**EXERCISE INPUTS**:

>>>

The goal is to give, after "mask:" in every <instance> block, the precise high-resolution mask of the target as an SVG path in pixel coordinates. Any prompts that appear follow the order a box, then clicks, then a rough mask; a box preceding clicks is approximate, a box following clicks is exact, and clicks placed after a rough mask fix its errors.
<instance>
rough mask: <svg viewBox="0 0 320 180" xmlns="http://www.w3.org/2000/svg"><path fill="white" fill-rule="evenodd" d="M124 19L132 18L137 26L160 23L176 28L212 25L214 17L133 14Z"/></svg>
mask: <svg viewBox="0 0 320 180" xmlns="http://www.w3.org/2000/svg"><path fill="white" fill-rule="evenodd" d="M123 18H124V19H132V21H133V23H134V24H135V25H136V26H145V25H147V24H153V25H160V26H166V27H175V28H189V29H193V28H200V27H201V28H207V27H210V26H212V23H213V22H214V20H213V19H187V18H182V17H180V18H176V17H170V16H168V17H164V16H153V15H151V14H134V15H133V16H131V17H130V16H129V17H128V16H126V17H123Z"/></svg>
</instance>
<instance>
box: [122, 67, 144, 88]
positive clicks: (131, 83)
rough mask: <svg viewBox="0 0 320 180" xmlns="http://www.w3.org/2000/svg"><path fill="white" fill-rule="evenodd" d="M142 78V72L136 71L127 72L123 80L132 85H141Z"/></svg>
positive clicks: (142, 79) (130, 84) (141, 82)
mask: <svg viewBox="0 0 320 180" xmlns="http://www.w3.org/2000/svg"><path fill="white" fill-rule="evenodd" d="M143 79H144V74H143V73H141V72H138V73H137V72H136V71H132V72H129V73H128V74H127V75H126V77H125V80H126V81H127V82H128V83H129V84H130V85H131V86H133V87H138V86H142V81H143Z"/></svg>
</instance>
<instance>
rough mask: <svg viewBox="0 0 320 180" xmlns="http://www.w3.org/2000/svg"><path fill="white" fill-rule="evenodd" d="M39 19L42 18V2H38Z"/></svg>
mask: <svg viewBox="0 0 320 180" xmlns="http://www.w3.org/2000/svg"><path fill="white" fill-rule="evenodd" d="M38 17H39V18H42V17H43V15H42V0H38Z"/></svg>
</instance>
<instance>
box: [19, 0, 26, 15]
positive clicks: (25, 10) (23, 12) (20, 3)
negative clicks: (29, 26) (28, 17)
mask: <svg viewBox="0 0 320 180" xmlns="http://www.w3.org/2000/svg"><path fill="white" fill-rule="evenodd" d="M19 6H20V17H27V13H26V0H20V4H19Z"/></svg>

<<<

**PROBLEM TO WORK ON**: Repeat back the listing above exactly, including every line.

**OUTPUT OF THE TASK**:
The goal is to give, after "mask:" in every <instance> block, the precise high-resolution mask of the target as an SVG path in pixel coordinates. Any prompts that appear follow the order a box, then clicks, then a rough mask; a box preceding clicks is approximate, a box following clicks is exact, and clicks placed after a rough mask fix its errors.
<instance>
rough mask: <svg viewBox="0 0 320 180" xmlns="http://www.w3.org/2000/svg"><path fill="white" fill-rule="evenodd" d="M124 19L132 18L137 26L160 23L176 28L212 25L214 17L133 14Z"/></svg>
mask: <svg viewBox="0 0 320 180" xmlns="http://www.w3.org/2000/svg"><path fill="white" fill-rule="evenodd" d="M123 18H124V19H132V21H133V23H134V24H135V25H136V26H145V25H147V24H153V25H160V26H166V27H175V28H189V29H193V28H200V27H201V28H207V27H210V26H212V23H213V22H214V20H213V19H187V18H182V17H180V18H176V17H170V16H168V17H164V16H153V15H151V14H134V15H133V16H131V17H130V16H129V17H128V16H126V17H123Z"/></svg>
</instance>
<instance>
box: [122, 67, 144, 88]
positive clicks: (131, 83)
rough mask: <svg viewBox="0 0 320 180" xmlns="http://www.w3.org/2000/svg"><path fill="white" fill-rule="evenodd" d="M142 78V72L136 71L127 72L123 80L132 85H141Z"/></svg>
positive clicks: (142, 79) (130, 84) (141, 82)
mask: <svg viewBox="0 0 320 180" xmlns="http://www.w3.org/2000/svg"><path fill="white" fill-rule="evenodd" d="M143 79H144V74H143V73H141V72H138V73H137V72H136V71H132V72H129V73H128V74H127V75H126V77H125V80H126V81H127V82H128V83H129V84H130V85H131V86H133V87H138V86H142V81H143Z"/></svg>
</instance>
<instance>
rough mask: <svg viewBox="0 0 320 180" xmlns="http://www.w3.org/2000/svg"><path fill="white" fill-rule="evenodd" d="M39 19L42 18V2H38Z"/></svg>
mask: <svg viewBox="0 0 320 180" xmlns="http://www.w3.org/2000/svg"><path fill="white" fill-rule="evenodd" d="M38 17H39V18H42V17H43V15H42V0H38Z"/></svg>
</instance>
<instance>
box: [19, 0, 26, 15]
positive clicks: (25, 10) (23, 12) (20, 3)
negative clicks: (29, 26) (28, 17)
mask: <svg viewBox="0 0 320 180" xmlns="http://www.w3.org/2000/svg"><path fill="white" fill-rule="evenodd" d="M19 6H20V17H27V13H26V0H20V4H19Z"/></svg>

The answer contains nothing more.